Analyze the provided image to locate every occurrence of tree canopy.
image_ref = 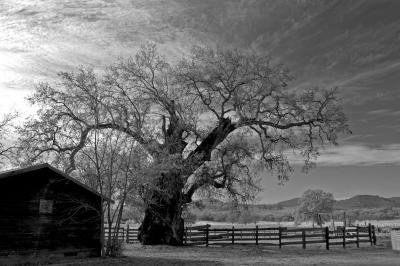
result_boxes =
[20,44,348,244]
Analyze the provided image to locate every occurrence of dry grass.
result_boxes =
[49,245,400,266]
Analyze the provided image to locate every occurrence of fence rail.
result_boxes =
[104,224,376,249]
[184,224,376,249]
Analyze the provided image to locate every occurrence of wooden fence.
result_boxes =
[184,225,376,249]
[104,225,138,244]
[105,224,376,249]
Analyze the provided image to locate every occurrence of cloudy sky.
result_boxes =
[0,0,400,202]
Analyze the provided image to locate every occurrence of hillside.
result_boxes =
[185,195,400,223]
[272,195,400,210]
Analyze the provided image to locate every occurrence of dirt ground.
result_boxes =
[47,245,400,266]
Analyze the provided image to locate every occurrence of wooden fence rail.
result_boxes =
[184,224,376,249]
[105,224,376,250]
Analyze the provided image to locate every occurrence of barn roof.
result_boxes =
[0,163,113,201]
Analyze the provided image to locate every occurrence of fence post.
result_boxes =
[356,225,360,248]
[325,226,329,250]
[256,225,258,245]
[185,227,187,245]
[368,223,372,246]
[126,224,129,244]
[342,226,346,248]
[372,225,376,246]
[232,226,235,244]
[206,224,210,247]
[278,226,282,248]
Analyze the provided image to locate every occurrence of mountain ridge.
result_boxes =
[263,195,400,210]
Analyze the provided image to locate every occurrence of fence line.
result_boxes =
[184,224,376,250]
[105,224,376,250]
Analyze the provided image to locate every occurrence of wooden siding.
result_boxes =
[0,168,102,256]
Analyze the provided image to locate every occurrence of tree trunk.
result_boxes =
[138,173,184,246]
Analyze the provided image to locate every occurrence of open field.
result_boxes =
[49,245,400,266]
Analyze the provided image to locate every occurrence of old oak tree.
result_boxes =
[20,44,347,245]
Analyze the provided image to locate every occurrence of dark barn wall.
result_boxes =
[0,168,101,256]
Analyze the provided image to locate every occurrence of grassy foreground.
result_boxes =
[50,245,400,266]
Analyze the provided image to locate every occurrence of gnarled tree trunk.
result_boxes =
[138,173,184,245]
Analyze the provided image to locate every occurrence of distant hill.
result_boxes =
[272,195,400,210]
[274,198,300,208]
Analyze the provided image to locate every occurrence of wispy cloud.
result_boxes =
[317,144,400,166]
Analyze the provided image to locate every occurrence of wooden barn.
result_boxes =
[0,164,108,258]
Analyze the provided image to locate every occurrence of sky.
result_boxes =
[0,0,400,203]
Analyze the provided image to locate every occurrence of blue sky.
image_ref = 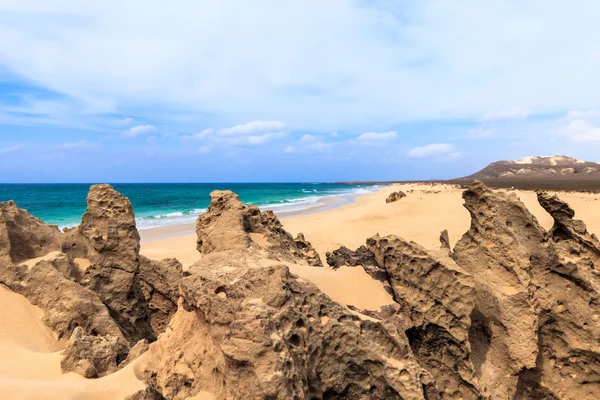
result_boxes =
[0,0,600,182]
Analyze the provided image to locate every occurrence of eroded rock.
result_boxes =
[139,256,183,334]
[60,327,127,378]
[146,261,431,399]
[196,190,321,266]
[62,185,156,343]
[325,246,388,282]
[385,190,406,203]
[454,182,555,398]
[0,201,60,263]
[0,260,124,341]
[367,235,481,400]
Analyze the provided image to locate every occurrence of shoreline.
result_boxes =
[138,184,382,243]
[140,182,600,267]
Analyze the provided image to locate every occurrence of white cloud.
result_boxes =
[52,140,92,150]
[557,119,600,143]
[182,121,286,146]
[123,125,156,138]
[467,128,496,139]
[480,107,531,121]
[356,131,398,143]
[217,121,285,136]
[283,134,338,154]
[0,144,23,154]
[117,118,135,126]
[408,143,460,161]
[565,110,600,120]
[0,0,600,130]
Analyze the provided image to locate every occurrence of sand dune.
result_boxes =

■ **The request**: Lay out every line of the rows above as a Markdown table with the columns "No." and "Line", numbering the lines in order and skipping blank ones. Leave the pictures out of the table.

■ **Response for this exercise**:
| No. | Line |
|---|---|
| 1 | Analyze the provided image to locate every occurrence of tree canopy. |
| 2 | image_ref =  |
| 3 | result_boxes = |
| 4 | [20,44,348,244] |
| 5 | Analyze the provided image to locate every occurrence of dry grass. |
| 6 | result_boxes = |
| 7 | [49,245,400,266] |
| 8 | Analyze the provided image to locate every occurrence of fence rail. |
| 9 | result_boxes = |
| 10 | [104,224,376,249] |
| 11 | [184,224,376,249] |
| 12 | Analyze the provided image to locate every occurrence of wooden fence. |
| 13 | result_boxes = |
| 14 | [184,225,376,249] |
| 15 | [104,225,138,244] |
| 16 | [105,224,376,249] |
| 17 | Analyze the provided image to locate every occurrence of cloudy sky. |
| 18 | result_boxes = |
| 19 | [0,0,400,202] |
| 20 | Analyze the provided image to locate every occurrence of hillside. |
| 21 | result_boxes = |
| 22 | [185,195,400,223] |
| 23 | [272,195,400,210] |
| 24 | Analyze the provided image to locate every occurrence of dirt ground. |
| 25 | result_boxes = |
| 26 | [47,245,400,266] |
| 27 | Analyze the provided image to locate every occurrence of wooden fence rail. |
| 28 | result_boxes = |
| 29 | [184,224,376,249] |
| 30 | [105,224,376,250] |
| 31 | Analyze the provided image to locate every occurrence of barn roof. |
| 32 | result_boxes = |
| 33 | [0,163,113,201] |
| 34 | Analyze the provided image to locate every occurrence of fence post. |
| 35 | result_boxes = |
| 36 | [356,225,360,248] |
| 37 | [325,226,329,250] |
| 38 | [256,225,258,245] |
| 39 | [185,227,187,245] |
| 40 | [368,223,372,246] |
| 41 | [126,224,129,244] |
| 42 | [342,226,346,248] |
| 43 | [372,225,376,246] |
| 44 | [232,226,235,244] |
| 45 | [206,224,210,247] |
| 46 | [278,226,282,248] |
| 47 | Analyze the provided image to locate every occurrence of mountain ridge. |
| 48 | result_boxes = |
| 49 | [263,195,400,210] |
| 50 | Analyze the provided image to locate every occurrence of fence line. |
| 51 | result_boxes = |
| 52 | [184,224,376,250] |
| 53 | [105,224,376,250] |
| 54 | Analyze the provided image to locate every occurrence of wooden siding. |
| 55 | result_boxes = |
| 56 | [0,168,102,256] |
| 57 | Analyze the provided image to locate every occurrence of tree trunk. |
| 58 | result_boxes = |
| 59 | [138,173,184,246] |
| 60 | Analyze the provided image to locate every occurrence of open field. |
| 61 | result_boxes = |
| 62 | [49,245,400,266] |
| 63 | Analyze the provided image to locate every occurrence of old oak tree. |
| 64 | result_boxes = |
| 65 | [20,44,347,245] |
| 66 | Analyze the provided image to locate every occurrence of dark barn wall. |
| 67 | result_boxes = |
| 68 | [0,168,101,256] |
| 69 | Analyze the provided image to locate every occurrence of grassy foreground. |
| 70 | result_boxes = |
| 71 | [50,245,400,266] |
| 72 | Analyze the provided image to locate every occurrence of gnarled tree trunk. |
| 73 | result_boxes = |
| 74 | [138,173,184,245] |
| 75 | Analyze the provided image to locate every occurrence of distant hill. |
| 76 | result_boxes = |
| 77 | [272,195,400,210] |
| 78 | [274,198,300,208] |
| 79 | Analyze the provided image to locate every occurrence of wispy cloud. |
| 80 | result_boxes = |
| 81 | [317,144,400,166] |
| 82 | Analyze the provided image to locate every occurrence of wooden barn. |
| 83 | result_boxes = |
| 84 | [0,164,108,258] |
| 85 | Analyze the provided image to locate every occurrence of sky. |
| 86 | result_boxes = |
| 87 | [0,0,400,203] |
| 88 | Analyze the provided image to locate every occurrence of blue sky. |
| 89 | image_ref =  |
| 90 | result_boxes = |
| 91 | [0,0,600,182] |
| 92 | Analyze the provided image to locate every occurrence of eroded rock. |
| 93 | result_boxes = |
| 94 | [139,256,183,334] |
| 95 | [60,327,127,378] |
| 96 | [146,261,431,399] |
| 97 | [196,190,321,266] |
| 98 | [62,185,156,343] |
| 99 | [325,246,388,282] |
| 100 | [385,190,406,203] |
| 101 | [454,182,555,398] |
| 102 | [0,201,60,263] |
| 103 | [0,260,124,341] |
| 104 | [367,235,481,400] |
| 105 | Analyze the provided image to locate every occurrence of shoreline. |
| 106 | result_boxes = |
| 107 | [138,184,382,243] |
| 108 | [140,182,600,267] |
| 109 | Analyze the provided image to locate every occurrence of white cloud. |
| 110 | result_boxes = |
| 111 | [52,140,92,150] |
| 112 | [557,119,600,143] |
| 113 | [182,121,286,146] |
| 114 | [123,125,156,138] |
| 115 | [467,128,496,139] |
| 116 | [480,107,531,121] |
| 117 | [356,131,398,143] |
| 118 | [217,121,285,136] |
| 119 | [283,134,338,154] |
| 120 | [0,144,23,154] |
| 121 | [117,118,135,126] |
| 122 | [408,143,460,161] |
| 123 | [565,110,600,120] |
| 124 | [0,0,600,130] |
| 125 | Analyze the provided image to locate every occurrence of sand dune. |
| 126 | result_boxes = |